> SUPPLIED MATERIAL:
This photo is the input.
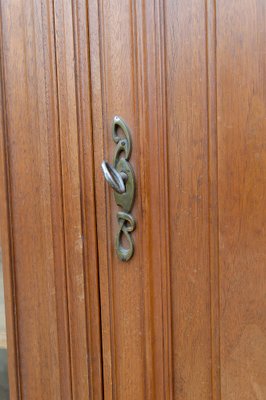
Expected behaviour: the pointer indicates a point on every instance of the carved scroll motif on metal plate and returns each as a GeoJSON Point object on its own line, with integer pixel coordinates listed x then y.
{"type": "Point", "coordinates": [121, 178]}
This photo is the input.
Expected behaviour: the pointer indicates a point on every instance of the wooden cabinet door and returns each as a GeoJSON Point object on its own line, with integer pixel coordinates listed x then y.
{"type": "Point", "coordinates": [185, 317]}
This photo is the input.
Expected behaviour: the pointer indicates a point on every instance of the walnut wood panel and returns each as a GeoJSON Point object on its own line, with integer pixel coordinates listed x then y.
{"type": "Point", "coordinates": [188, 185]}
{"type": "Point", "coordinates": [53, 326]}
{"type": "Point", "coordinates": [241, 108]}
{"type": "Point", "coordinates": [126, 61]}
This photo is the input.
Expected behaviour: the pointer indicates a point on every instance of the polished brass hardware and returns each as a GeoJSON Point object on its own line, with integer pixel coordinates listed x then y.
{"type": "Point", "coordinates": [121, 178]}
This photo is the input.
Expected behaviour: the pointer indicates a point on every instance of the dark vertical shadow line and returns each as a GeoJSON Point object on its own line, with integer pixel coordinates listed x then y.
{"type": "Point", "coordinates": [164, 100]}
{"type": "Point", "coordinates": [62, 192]}
{"type": "Point", "coordinates": [10, 234]}
{"type": "Point", "coordinates": [81, 180]}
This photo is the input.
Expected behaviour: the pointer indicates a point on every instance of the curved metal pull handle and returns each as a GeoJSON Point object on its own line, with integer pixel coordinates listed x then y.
{"type": "Point", "coordinates": [114, 178]}
{"type": "Point", "coordinates": [121, 178]}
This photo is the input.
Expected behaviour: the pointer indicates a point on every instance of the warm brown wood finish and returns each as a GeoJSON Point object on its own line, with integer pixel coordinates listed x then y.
{"type": "Point", "coordinates": [185, 318]}
{"type": "Point", "coordinates": [241, 79]}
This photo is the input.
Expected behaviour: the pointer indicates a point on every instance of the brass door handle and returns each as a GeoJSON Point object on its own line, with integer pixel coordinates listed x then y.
{"type": "Point", "coordinates": [120, 176]}
{"type": "Point", "coordinates": [115, 179]}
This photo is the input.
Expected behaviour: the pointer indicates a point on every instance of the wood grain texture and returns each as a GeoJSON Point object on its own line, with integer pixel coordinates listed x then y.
{"type": "Point", "coordinates": [54, 327]}
{"type": "Point", "coordinates": [241, 84]}
{"type": "Point", "coordinates": [187, 128]}
{"type": "Point", "coordinates": [125, 46]}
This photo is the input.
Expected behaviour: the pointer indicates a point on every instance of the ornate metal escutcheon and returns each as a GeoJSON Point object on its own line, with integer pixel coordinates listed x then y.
{"type": "Point", "coordinates": [121, 178]}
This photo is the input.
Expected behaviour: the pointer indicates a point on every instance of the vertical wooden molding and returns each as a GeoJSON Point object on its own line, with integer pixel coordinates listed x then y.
{"type": "Point", "coordinates": [213, 196]}
{"type": "Point", "coordinates": [164, 200]}
{"type": "Point", "coordinates": [98, 127]}
{"type": "Point", "coordinates": [88, 206]}
{"type": "Point", "coordinates": [7, 242]}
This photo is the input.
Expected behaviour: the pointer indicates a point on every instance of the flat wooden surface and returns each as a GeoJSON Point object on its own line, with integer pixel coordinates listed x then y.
{"type": "Point", "coordinates": [185, 318]}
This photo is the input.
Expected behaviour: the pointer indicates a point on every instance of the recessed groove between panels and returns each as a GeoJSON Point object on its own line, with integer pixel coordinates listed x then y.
{"type": "Point", "coordinates": [213, 196]}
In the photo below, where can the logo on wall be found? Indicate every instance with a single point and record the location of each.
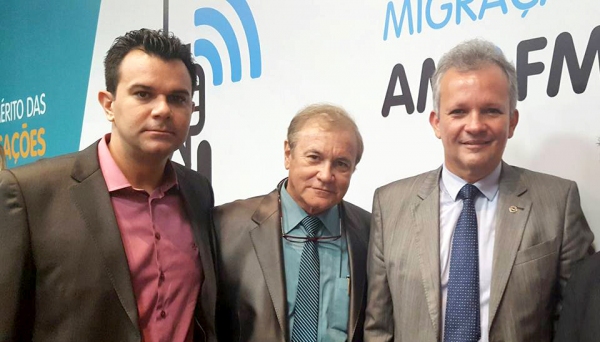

> WHAT IS REQUIRED: What you give back must match the material word for word, with no images included.

> SOLUTION FOR THIS TASK:
This photo is the input.
Expected behaviour: the pointer indicates a point on every instance of the carved scroll motif on metal plate and returns each as a GeoJSON Point object on its own line, with integer pixel coordinates listed x then y.
{"type": "Point", "coordinates": [121, 178]}
This photo is the input.
Expected behaviour: the pointer indicates a point on every instance of the wooden cabinet door and returns each as a GeoJSON Point object on its own line, with integer pixel coordinates listed x then y.
{"type": "Point", "coordinates": [185, 317]}
This photo is the input.
Expected behaviour: the pointer indicates a point on every instance of the walnut wood panel and returns each as a GeoJSON Point object on its own line, with integer pixel coordinates listed x then y.
{"type": "Point", "coordinates": [188, 185]}
{"type": "Point", "coordinates": [53, 326]}
{"type": "Point", "coordinates": [241, 108]}
{"type": "Point", "coordinates": [126, 61]}
This photo is the input.
Expected behaviour: the pointer indicates a point on every instance of the polished brass hardware and returns each as a GeoJSON Point object on its own line, with integer pixel coordinates listed x then y.
{"type": "Point", "coordinates": [121, 178]}
This photo is the input.
Expected behaviour: the pointer indicates a point on every instance of the dark vertical shadow line and returns each as a GeoJSON Point object on its own line, with integer pixel coordinates listed x then y.
{"type": "Point", "coordinates": [164, 100]}
{"type": "Point", "coordinates": [62, 192]}
{"type": "Point", "coordinates": [10, 234]}
{"type": "Point", "coordinates": [81, 180]}
This photo is the input.
Expected behaviour: the pointer indicates a point on every instance of the curved metal pull handle and returns each as a GeoJSON Point object on its own line, with integer pixel coordinates listed x then y.
{"type": "Point", "coordinates": [114, 178]}
{"type": "Point", "coordinates": [121, 178]}
This photo is the input.
Expected behaviour: the pointer indicates a point on every instance of the warm brown wood finish and returns each as a GeoJSON Point object on its own line, with integer pixel coordinates listed x then y.
{"type": "Point", "coordinates": [185, 318]}
{"type": "Point", "coordinates": [241, 79]}
This photo is the input.
Expected behaviour: the pointer indicates a point on every instance of the brass door handle and returns each as a GeoJSON Point object on its own line, with integer pixel coordinates listed x then y.
{"type": "Point", "coordinates": [120, 176]}
{"type": "Point", "coordinates": [115, 179]}
This photo is the input.
Expected behaviour: the pointer indicates a point on every instance of the wood grain texture and returns each as a GeoJSON Point object on its own line, with integer pixel coordinates listed x then y.
{"type": "Point", "coordinates": [54, 327]}
{"type": "Point", "coordinates": [241, 84]}
{"type": "Point", "coordinates": [187, 128]}
{"type": "Point", "coordinates": [125, 46]}
This photo is the input.
Expected behaviour: the pointer indicates a point on every instance of the ornate metal escutcheon and returns each as a GeoJSON Point object on its own line, with integer pixel coordinates listed x then y.
{"type": "Point", "coordinates": [121, 178]}
This photo is the input.
Expected behaviour: the pointer indicates a point on every instance of the vertical wooden molding and returns each as a GeoJSON Point object on its own line, with integer pixel coordinates listed x then y.
{"type": "Point", "coordinates": [213, 196]}
{"type": "Point", "coordinates": [164, 200]}
{"type": "Point", "coordinates": [98, 127]}
{"type": "Point", "coordinates": [88, 206]}
{"type": "Point", "coordinates": [7, 242]}
This photo is the input.
Expected behaviour: the pointer indicates a point on every instance of the flat wooden surface and returns each as a GeoJSON Point object on its own line, with integer pixel coordinates listed x then y.
{"type": "Point", "coordinates": [185, 318]}
This photo is the input.
Expected behaviour: the pointer indicates a point on every instance of the recessed groove between panels and returns each as a GeoJSON Point object on its own line, with integer pixel coordinates listed x then y.
{"type": "Point", "coordinates": [213, 196]}
In the photo below, where can the logo on wall be found? Indicate every instance with a single point and record the location of each.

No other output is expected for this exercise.